▶ **Input for this task**:
————

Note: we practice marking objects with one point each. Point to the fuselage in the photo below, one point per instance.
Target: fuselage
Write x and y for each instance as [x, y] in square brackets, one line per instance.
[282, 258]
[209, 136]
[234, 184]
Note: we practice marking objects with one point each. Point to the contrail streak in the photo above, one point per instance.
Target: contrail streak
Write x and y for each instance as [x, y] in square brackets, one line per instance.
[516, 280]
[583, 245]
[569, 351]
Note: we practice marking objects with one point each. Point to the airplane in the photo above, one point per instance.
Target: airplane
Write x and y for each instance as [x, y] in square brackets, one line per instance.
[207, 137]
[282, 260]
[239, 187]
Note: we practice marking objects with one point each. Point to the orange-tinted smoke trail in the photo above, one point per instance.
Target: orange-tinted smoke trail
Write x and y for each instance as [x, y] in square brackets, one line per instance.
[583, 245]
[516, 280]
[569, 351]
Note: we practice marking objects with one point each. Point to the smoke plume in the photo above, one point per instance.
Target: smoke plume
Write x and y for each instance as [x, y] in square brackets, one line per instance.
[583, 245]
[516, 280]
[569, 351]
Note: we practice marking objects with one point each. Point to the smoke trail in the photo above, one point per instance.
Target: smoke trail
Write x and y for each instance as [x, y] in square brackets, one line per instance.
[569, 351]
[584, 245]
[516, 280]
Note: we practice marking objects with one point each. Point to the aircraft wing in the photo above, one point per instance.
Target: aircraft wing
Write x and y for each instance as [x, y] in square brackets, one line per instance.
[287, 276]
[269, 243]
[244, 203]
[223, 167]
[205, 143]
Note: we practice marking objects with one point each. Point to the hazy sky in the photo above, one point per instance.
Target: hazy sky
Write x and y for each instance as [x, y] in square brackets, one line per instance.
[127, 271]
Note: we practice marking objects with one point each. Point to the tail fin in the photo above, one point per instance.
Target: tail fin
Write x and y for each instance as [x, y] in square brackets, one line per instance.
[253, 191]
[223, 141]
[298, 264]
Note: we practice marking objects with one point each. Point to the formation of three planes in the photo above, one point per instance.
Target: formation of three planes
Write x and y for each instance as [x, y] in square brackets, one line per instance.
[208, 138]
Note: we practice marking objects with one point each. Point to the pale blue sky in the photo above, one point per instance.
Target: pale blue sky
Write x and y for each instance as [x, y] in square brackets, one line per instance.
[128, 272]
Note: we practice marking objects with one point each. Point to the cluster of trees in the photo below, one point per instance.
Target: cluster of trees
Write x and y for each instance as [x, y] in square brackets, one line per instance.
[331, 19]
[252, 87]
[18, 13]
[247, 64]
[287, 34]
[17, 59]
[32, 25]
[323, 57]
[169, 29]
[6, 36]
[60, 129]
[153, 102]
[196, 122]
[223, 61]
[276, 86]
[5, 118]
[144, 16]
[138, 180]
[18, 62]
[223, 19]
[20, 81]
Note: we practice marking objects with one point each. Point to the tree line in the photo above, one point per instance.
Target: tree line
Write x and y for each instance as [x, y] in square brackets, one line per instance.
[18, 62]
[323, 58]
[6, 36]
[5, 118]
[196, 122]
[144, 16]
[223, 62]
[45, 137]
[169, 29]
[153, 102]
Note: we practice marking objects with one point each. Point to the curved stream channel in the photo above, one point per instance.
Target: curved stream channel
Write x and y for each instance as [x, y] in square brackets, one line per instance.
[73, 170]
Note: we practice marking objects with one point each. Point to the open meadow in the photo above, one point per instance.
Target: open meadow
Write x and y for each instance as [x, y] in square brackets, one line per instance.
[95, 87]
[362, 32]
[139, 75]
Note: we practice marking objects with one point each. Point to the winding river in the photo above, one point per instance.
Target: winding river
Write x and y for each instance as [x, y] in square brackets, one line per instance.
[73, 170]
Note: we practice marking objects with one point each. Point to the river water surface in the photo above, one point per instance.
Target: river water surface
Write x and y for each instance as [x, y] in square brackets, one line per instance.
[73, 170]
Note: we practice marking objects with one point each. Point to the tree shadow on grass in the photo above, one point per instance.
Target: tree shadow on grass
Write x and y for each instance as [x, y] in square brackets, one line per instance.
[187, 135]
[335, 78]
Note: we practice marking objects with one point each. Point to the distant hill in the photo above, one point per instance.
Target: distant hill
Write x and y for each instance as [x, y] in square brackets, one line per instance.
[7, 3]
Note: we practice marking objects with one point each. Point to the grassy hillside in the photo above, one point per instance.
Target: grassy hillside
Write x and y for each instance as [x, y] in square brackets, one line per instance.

————

▶ **Set task**:
Convert every line of the entries above into a numbered list, omitting any blank lines.

▶ **Output of the task**:
1. Note: we practice marking objects with one point each. Point to the fuselage in the photo below, one point per instance.
2. Target: fuselage
3. Write x and y for each instance as [x, y] in square brackets, one line per instance.
4. [282, 258]
5. [209, 136]
6. [234, 184]
7. Note: we practice marking objects with one point each. Point to the contrail streak in the photo above, one point per instance.
8. Target: contrail streak
9. Write x and y for each instance as [x, y] in square brackets, one line per instance.
10. [516, 280]
11. [583, 245]
12. [569, 351]
13. Note: we practice marking objects with one point each. Point to the airplane in the photo above, one point per instance.
14. Target: airplane
15. Write x and y for each instance as [x, y] in square brackets, one line per instance.
16. [207, 137]
17. [282, 260]
18. [239, 187]
19. Note: we practice marking objects with one point each. Point to the orange-tinted smoke trail in the photo above, one point per instance.
20. Target: orange-tinted smoke trail
21. Write x and y for each instance as [x, y] in square brackets, one line per instance.
22. [583, 245]
23. [516, 280]
24. [569, 351]
25. Note: we practice marking objects with one point each. Point to the smoke plume in the photo above, one point per instance.
26. Target: smoke plume
27. Write x and y for each instance as [x, y] in square brackets, one line per instance.
28. [583, 245]
29. [516, 280]
30. [569, 351]
31. Note: we practice marking objects with one point each. Point to the smoke trail in the photo above, one point per instance.
32. Target: smoke trail
33. Write x and y for each instance as [x, y] in square brackets, one line per instance.
34. [569, 351]
35. [584, 245]
36. [516, 280]
37. Note: we practice marking objects with one point each. Point to the aircraft wing in the photo above, one point per instance.
38. Target: aircraft wing
39. Write x and y for each instance as [x, y] in square brackets, one line per instance.
40. [287, 276]
41. [269, 243]
42. [244, 203]
43. [223, 167]
44. [205, 143]
45. Note: we practice marking objects with one point each. Point to the hazy sky in the photo above, one point per instance.
46. Target: hazy sky
47. Write x and y for each instance as [x, y] in square brackets, one line per instance.
48. [127, 271]
49. Note: we practice marking objects with one point each. Point to the tail fin in the photo above, one point per instance.
50. Target: tail fin
51. Write x and y for each instance as [x, y] in square brackets, one line per instance.
52. [253, 191]
53. [223, 141]
54. [298, 264]
55. Note: we practice marking objects with one point each. Point to the formation of three planes in the photo above, one point per instance.
56. Target: formation of three planes
57. Write x and y for each instance as [x, y] in square brackets, one line per instance.
58. [208, 138]
59. Note: we practice marking objects with one point each. Point to the pale blue sky in the photo above, one point per instance.
60. Target: pale blue sky
61. Write x and y for each instance as [x, y] in square brackets, one line per instance.
62. [128, 272]
63. Note: we practice marking objects with one point each. Point to the cluster of trees in the photo below, one point per instance.
64. Target: cluster of trees
65. Write x and y for each instance as [x, y] in square brackets, one line per instance.
66. [331, 19]
67. [252, 87]
68. [18, 13]
69. [247, 64]
70. [287, 34]
71. [17, 59]
72. [32, 25]
73. [323, 57]
74. [169, 29]
75. [6, 36]
76. [60, 129]
77. [153, 102]
78. [196, 122]
79. [223, 61]
80. [276, 86]
81. [5, 118]
82. [144, 16]
83. [138, 180]
84. [18, 62]
85. [223, 19]
86. [20, 81]
87. Note: we practice marking objects with one point each. Point to the tree line in the photo above, one point per instance.
88. Target: tree line
89. Write x and y for each instance as [x, y] in square brackets, one line per instance.
90. [18, 62]
91. [323, 58]
92. [6, 36]
93. [5, 118]
94. [196, 122]
95. [144, 16]
96. [223, 62]
97. [45, 137]
98. [169, 29]
99. [153, 102]
100. Note: we practice marking objects with one point each. Point to the curved stream channel in the photo above, one point per instance.
101. Target: curved stream channel
102. Write x and y for each instance as [x, y] in square brackets, one line per instance.
103. [73, 170]
104. Note: we practice marking objects with one point each. Point to the open meadow in the photo above, one point per instance.
105. Target: open meadow
106. Write x and y for each instance as [x, y] in square brackets, one line per instance.
107. [95, 87]
108. [362, 32]
109. [139, 75]
110. Note: we practice marking objects with one point each. Point to the winding river in the photo above, one point per instance.
111. Target: winding river
112. Write x and y for each instance as [x, y] in square brackets, one line per instance.
113. [73, 170]
114. Note: we practice marking objects with one point each. Point to the river water surface in the photo above, one point per instance.
115. Target: river water surface
116. Write x and y for each instance as [x, y] in square brackets, one line per instance.
117. [73, 170]
118. Note: we practice marking objects with one point each. Point to the tree shadow on grass in the photo above, one point per instance.
119. Target: tree shadow on grass
120. Write x and y for each instance as [x, y] in square brackets, one line per instance.
121. [187, 135]
122. [335, 78]
123. Note: we practice marking objects with one point each. Point to the distant hill in the photo above, one point per instance.
124. Target: distant hill
125. Write x and y for each instance as [x, y] in square brackets, one line per instance.
126. [7, 3]
127. Note: we practice marking objects with one point each. Point to the grassy hillside in the photo above, one point per instance.
128. Target: grassy hillside
129. Write x and y for each instance as [x, y] in square brackets, one line per instance.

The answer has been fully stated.